Please rewrite all the records below, swapping "indicate" for "mark" and leaving everything else unchanged.

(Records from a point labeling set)
-----

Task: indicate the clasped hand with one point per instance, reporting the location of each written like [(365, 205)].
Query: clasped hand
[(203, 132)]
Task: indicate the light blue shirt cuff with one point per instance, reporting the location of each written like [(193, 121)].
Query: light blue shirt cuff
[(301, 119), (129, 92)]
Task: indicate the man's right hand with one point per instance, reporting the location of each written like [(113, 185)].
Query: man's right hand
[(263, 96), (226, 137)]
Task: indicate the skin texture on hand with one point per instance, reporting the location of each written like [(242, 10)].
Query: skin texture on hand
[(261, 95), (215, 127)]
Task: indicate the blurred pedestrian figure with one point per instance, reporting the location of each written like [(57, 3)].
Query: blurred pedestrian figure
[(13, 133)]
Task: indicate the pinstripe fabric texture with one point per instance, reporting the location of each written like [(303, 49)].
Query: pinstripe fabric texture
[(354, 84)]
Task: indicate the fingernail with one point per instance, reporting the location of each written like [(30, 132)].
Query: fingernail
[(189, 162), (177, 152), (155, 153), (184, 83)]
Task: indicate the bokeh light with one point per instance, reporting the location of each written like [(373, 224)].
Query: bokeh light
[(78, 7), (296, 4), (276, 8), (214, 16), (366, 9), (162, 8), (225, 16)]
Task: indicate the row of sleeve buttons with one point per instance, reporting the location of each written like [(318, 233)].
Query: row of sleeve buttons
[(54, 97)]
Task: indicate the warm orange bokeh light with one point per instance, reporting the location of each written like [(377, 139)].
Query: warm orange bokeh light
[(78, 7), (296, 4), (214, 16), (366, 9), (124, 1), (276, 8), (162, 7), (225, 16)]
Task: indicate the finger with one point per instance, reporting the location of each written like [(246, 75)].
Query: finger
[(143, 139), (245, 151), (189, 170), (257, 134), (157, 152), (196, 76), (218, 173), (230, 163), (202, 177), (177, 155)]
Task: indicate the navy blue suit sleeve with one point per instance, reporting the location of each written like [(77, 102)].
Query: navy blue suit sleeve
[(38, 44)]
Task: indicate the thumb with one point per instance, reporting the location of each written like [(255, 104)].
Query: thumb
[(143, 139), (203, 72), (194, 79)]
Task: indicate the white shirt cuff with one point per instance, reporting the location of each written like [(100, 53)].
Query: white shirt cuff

-----

Output for this exercise:
Task: mark the clasped hand with one point per instance, reporting the location of each written like [(365, 205)].
Query: clasped hand
[(203, 132)]
Task: mark the light blue shirt cuff with one point per instance, reporting the location of each written like [(193, 121)].
Query: light blue shirt cuff
[(301, 119), (129, 92)]
Task: mark the man's right hand with one point per instance, reporting the location of each written like [(113, 185)].
Query: man's right hand
[(263, 96), (226, 137)]
Task: mark the skin texture on hand with one point per instance, reporting the location of each written like [(242, 10)].
Query: skin texture on hand
[(261, 95), (215, 127)]
Task: mark the blurred pedestrian figure with one point per instance, reporting the location of each written like [(57, 3)].
Query: blurred pedestrian figure
[(13, 133)]
Task: mark the pinstripe fabric texture with one point per instance, reporting the location of each written like [(303, 49)].
Query: pinstripe fabric texture
[(354, 84)]
Task: mark the fingernail with one point per instance, reporting the location of each written like [(30, 132)].
Query: fingernail
[(189, 162), (177, 152), (155, 153), (184, 83)]
Task: mark the bokeh light with one point per instance, reporting the location of each written like [(373, 224)].
Query: bokeh light
[(78, 7), (296, 4), (276, 8), (214, 16), (366, 9), (162, 8), (225, 16)]
Task: mark the row of sleeve buttons with one point per instance, reporting the location of each written like [(318, 233)].
Query: row of sleeve buttons
[(54, 97)]
Task: mark the warm orange bokeh light with one point per instance, reporting the location of each written like [(377, 139)].
Query: warm orange bokeh light
[(78, 7), (296, 4), (214, 16), (366, 9), (124, 1), (276, 8), (162, 7), (225, 16)]
Task: mark the finger with one point per instance, reporting the location of each written like [(246, 75)].
Query: finger
[(143, 139), (245, 151), (189, 170), (257, 134), (157, 152), (196, 76), (218, 173), (230, 163), (202, 177), (177, 155)]
Task: mark the navy blue suit sleeve with one point per instance, reporting the location of each written like [(77, 102)].
Query: navy blue suit sleeve
[(38, 44)]
Task: mark the thumb with one point per instance, reporting the location of each written like [(255, 104)].
Query: thumb
[(143, 139), (203, 72), (194, 79)]
Task: mark the white shirt cuff with one point per instance, reporting the location of each written like [(100, 53)].
Query: white shirt cuff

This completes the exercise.